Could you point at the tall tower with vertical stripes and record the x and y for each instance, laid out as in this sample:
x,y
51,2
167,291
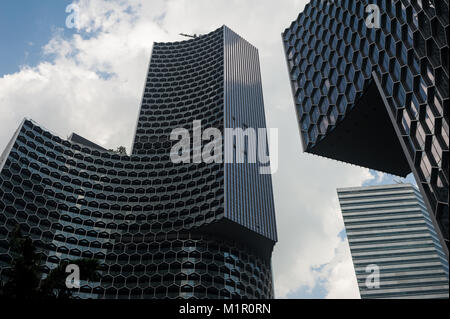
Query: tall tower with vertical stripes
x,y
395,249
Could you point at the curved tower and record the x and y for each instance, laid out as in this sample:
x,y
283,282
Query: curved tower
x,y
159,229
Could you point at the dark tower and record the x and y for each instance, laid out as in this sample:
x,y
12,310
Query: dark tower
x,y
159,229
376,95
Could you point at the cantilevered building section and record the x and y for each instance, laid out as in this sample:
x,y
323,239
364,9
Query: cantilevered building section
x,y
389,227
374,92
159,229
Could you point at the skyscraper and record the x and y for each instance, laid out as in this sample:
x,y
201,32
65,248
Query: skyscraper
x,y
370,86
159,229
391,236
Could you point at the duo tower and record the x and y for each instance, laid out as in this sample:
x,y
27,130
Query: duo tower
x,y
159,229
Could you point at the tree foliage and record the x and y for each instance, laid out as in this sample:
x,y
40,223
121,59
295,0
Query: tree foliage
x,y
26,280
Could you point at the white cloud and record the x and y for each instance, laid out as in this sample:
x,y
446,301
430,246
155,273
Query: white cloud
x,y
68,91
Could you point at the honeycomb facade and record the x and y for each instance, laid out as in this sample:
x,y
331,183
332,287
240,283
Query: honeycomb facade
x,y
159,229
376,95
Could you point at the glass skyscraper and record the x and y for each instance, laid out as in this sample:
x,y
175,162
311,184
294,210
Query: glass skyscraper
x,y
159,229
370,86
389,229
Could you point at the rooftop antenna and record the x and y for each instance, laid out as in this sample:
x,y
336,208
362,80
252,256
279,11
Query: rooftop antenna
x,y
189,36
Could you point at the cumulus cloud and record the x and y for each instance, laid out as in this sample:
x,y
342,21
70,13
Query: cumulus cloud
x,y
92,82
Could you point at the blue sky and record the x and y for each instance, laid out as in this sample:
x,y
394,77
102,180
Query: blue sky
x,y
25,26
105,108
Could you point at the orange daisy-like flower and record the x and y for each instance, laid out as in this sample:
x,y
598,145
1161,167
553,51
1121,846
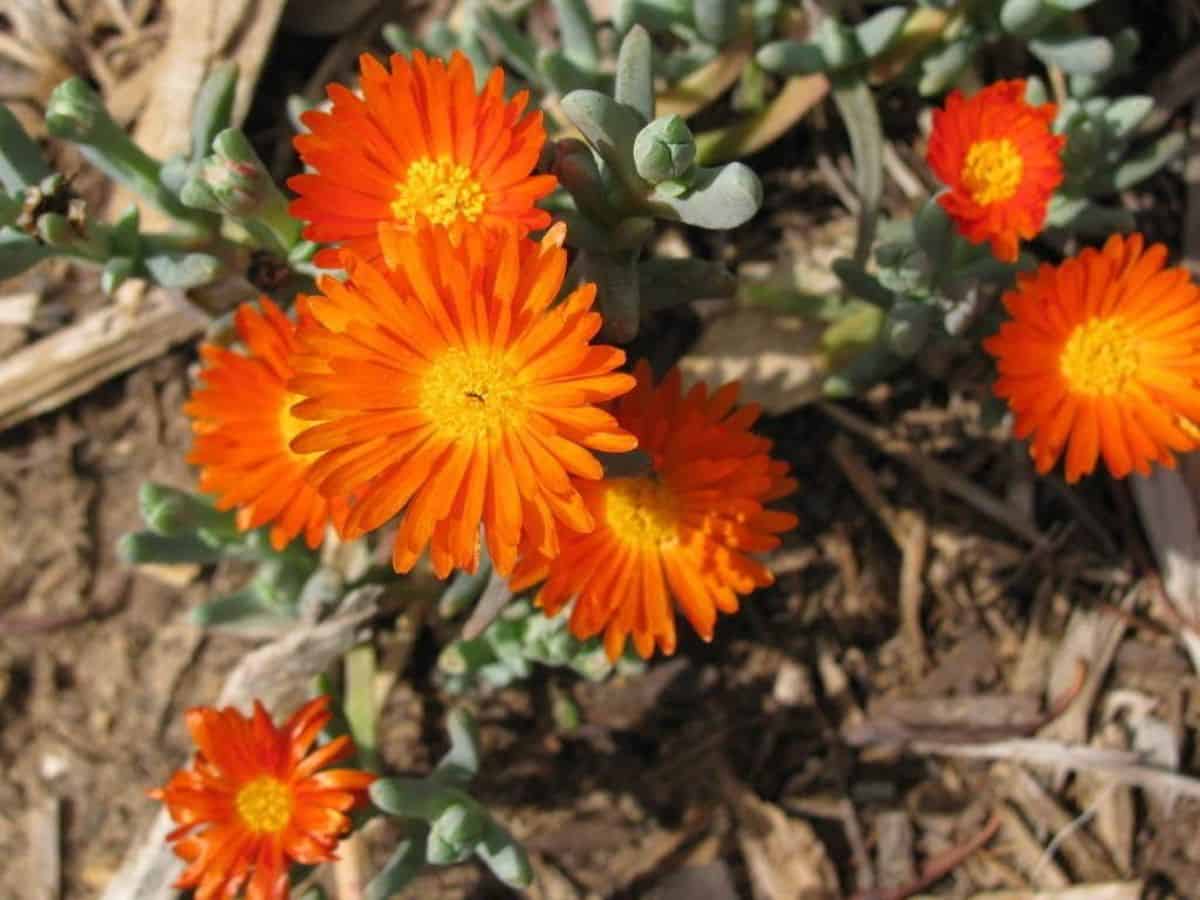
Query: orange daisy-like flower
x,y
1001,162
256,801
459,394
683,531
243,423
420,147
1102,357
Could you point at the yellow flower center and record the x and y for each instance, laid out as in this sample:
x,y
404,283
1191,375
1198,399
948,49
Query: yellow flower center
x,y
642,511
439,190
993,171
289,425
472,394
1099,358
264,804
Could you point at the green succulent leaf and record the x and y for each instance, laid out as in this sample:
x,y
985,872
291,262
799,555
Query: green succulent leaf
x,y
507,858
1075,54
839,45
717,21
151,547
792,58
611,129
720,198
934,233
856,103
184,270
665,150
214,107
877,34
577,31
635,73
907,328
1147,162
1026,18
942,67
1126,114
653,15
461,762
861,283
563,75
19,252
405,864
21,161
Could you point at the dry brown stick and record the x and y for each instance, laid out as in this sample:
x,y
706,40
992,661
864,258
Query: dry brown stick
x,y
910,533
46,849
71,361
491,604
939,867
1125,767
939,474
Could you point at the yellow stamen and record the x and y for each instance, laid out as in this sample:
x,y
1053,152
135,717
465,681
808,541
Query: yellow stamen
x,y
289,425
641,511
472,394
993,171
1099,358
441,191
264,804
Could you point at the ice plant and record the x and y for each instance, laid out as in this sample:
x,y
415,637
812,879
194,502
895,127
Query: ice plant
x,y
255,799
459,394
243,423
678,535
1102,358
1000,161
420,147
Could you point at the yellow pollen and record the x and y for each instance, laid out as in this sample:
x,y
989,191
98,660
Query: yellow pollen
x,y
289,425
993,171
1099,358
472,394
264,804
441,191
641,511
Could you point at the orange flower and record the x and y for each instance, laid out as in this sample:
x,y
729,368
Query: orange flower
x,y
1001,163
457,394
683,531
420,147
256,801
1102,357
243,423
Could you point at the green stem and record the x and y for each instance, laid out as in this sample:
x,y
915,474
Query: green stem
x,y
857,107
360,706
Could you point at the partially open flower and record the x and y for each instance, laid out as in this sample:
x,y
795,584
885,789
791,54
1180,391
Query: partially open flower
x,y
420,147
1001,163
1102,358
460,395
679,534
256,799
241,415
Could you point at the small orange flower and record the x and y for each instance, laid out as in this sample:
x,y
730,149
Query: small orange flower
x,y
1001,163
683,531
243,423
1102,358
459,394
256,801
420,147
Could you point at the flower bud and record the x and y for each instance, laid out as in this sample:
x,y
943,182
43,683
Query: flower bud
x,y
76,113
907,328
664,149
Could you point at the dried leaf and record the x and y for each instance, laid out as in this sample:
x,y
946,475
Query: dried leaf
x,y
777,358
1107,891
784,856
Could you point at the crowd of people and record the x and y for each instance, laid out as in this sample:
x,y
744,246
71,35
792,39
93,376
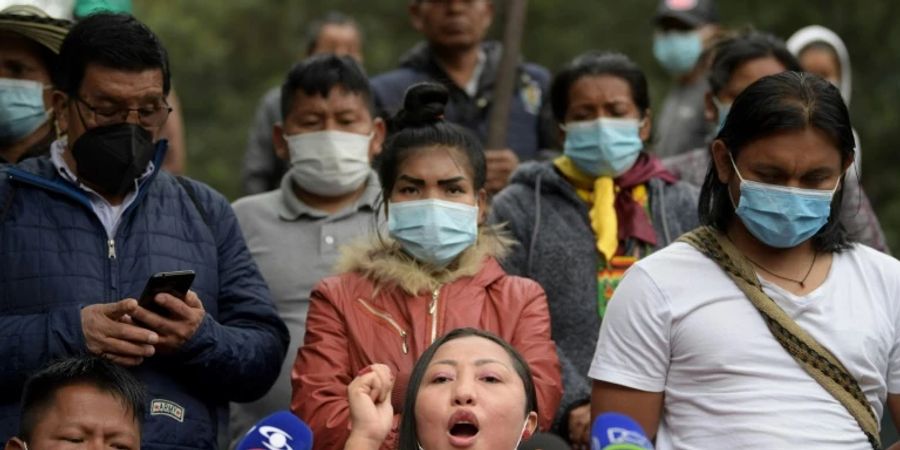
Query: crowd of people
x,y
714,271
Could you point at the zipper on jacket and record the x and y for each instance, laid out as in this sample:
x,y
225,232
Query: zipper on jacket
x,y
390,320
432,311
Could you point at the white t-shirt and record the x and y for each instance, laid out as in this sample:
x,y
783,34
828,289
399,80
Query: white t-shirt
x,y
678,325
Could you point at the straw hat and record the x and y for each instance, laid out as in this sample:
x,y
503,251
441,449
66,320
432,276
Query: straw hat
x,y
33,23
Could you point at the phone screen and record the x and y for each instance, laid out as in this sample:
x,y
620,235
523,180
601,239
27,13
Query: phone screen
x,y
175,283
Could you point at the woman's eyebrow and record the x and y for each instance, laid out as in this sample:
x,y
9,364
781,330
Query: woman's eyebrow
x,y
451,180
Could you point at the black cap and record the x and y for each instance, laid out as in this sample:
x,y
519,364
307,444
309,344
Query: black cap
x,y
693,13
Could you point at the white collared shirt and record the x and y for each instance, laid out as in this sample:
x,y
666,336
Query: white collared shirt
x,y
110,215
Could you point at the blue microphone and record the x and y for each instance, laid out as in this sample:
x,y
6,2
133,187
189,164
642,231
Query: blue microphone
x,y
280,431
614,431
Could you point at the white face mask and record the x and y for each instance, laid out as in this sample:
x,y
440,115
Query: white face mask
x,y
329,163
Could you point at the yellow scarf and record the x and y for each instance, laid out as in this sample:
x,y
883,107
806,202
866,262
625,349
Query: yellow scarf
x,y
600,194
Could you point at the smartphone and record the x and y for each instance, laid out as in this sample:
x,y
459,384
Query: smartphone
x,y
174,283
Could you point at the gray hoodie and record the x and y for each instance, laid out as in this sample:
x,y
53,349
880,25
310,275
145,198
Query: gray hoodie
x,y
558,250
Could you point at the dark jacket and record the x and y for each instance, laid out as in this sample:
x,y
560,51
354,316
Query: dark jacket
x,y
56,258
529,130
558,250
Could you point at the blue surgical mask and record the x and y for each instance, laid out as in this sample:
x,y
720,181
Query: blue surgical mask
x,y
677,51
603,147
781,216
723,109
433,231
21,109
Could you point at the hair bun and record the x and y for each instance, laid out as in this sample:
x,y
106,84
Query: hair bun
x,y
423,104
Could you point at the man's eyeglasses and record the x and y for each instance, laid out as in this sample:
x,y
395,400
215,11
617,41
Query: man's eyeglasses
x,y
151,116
■ ■ ■ ■
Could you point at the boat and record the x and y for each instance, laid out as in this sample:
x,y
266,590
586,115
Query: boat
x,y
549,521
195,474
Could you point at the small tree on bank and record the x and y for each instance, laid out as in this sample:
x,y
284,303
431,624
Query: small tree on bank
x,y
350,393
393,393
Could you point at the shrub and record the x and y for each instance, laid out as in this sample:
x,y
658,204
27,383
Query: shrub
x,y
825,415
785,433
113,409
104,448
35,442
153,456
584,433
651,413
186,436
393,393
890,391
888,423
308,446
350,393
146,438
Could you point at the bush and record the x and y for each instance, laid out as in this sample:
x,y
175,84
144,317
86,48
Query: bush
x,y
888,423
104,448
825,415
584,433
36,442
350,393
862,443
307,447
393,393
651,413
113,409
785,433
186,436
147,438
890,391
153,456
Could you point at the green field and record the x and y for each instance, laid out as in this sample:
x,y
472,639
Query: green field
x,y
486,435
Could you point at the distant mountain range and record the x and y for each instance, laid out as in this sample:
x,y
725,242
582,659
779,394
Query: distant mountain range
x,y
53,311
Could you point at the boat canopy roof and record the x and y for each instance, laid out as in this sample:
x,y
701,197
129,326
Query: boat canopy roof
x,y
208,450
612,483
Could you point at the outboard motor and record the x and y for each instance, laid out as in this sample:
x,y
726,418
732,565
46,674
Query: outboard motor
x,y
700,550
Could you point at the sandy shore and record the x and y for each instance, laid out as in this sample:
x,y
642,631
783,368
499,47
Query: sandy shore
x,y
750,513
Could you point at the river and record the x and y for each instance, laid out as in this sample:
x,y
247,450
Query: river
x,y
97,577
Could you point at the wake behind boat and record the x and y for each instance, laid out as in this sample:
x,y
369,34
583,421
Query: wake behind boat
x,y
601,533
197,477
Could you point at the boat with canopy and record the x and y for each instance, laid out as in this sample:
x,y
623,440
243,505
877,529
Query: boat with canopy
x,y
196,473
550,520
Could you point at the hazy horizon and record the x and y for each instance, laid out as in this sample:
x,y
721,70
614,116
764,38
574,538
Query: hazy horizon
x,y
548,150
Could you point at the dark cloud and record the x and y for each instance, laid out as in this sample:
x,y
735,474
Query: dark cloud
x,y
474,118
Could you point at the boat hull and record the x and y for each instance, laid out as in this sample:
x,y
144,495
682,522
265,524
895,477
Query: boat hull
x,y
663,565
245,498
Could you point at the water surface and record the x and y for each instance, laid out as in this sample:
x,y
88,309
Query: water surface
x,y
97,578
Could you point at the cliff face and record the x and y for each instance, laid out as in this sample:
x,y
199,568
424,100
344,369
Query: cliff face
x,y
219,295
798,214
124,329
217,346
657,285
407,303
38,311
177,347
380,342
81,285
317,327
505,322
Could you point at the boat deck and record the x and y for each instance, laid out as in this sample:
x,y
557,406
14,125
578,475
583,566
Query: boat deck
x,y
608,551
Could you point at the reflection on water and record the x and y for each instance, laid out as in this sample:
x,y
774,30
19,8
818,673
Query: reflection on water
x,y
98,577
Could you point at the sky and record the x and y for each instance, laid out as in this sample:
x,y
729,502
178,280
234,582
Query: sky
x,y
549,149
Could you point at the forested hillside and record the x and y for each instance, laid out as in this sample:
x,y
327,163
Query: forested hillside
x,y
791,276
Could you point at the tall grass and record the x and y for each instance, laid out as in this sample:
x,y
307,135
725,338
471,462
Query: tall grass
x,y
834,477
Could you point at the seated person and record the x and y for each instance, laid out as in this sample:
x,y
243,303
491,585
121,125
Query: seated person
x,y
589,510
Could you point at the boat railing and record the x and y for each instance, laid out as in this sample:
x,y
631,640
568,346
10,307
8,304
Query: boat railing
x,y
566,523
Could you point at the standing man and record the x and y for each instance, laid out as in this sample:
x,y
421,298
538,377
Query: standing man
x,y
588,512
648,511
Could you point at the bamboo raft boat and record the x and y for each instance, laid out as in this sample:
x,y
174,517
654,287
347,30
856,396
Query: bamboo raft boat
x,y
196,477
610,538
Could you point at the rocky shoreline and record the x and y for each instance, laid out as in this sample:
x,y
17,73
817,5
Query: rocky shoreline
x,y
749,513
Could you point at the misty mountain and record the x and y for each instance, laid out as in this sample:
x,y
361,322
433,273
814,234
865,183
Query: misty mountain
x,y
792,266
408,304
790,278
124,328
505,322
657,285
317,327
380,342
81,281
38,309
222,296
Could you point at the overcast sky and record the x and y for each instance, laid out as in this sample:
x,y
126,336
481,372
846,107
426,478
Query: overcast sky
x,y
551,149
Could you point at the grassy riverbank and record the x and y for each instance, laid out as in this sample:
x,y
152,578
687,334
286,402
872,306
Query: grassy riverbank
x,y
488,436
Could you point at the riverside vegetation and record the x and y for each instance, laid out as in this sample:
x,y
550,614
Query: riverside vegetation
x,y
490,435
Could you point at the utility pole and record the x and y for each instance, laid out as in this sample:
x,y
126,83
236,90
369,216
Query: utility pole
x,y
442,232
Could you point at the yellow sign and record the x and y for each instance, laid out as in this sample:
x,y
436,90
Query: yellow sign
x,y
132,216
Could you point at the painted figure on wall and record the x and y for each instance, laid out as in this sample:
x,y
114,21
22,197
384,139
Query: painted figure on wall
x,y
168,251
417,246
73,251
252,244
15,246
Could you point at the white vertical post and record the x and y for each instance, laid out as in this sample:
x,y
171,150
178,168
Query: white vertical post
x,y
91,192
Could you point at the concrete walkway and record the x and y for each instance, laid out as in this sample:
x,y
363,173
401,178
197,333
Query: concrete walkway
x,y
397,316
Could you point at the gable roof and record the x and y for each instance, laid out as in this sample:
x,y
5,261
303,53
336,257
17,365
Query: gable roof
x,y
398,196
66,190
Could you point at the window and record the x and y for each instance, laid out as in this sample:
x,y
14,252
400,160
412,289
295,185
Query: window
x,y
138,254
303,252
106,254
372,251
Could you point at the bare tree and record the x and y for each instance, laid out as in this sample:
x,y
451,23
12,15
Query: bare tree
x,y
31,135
■ ■ ■ ■
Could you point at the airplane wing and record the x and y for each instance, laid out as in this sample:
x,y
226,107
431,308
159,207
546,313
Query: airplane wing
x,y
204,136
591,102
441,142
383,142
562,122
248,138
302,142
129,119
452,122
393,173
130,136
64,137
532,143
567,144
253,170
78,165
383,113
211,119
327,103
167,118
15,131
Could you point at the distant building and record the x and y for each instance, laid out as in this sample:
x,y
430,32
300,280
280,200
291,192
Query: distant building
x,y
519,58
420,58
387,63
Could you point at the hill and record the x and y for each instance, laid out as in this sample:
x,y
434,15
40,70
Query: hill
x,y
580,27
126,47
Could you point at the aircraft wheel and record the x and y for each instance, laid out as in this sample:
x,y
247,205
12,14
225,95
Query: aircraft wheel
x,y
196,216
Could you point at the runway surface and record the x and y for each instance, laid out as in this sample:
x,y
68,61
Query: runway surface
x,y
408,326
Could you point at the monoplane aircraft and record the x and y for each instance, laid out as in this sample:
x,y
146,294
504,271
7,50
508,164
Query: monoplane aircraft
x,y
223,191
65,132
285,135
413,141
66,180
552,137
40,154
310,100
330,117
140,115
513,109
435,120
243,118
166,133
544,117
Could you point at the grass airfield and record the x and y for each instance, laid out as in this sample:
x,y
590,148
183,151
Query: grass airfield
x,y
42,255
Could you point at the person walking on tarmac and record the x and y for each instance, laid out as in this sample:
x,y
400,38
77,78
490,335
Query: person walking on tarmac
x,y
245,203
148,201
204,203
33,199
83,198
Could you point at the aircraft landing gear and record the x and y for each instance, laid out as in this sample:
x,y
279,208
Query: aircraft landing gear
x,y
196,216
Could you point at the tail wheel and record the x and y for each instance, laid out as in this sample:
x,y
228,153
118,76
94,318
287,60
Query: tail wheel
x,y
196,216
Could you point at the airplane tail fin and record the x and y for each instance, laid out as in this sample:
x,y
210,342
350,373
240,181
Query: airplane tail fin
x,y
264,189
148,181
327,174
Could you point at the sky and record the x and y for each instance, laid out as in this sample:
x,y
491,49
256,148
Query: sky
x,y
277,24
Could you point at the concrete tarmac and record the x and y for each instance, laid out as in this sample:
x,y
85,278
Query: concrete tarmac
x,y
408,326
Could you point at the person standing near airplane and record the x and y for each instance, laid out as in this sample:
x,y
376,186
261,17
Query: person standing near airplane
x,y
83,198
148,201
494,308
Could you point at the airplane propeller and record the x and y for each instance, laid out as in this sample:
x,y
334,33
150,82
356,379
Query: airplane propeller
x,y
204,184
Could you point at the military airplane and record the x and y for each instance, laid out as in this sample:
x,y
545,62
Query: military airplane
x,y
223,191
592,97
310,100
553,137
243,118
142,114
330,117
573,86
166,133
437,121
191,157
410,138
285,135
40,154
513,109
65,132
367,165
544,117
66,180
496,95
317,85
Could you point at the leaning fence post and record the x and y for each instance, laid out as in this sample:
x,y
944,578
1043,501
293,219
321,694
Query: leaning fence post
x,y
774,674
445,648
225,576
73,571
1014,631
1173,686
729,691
■ ■ ■ ■
List each line above that contains the word "dark", treating uppercase and lowercase as distinct.

FINAL ANSWER -
Could you point at the dark tower and record the x and y for each instance, laid out as in this sample:
Query: dark tower
Could you point at the dark jacket and record the x and y for each instance, laid out as in this sample:
Query: dark jacket
Could you point at the dark cloud and record the x and y for each instance, laid out as in this sample:
Query: dark cloud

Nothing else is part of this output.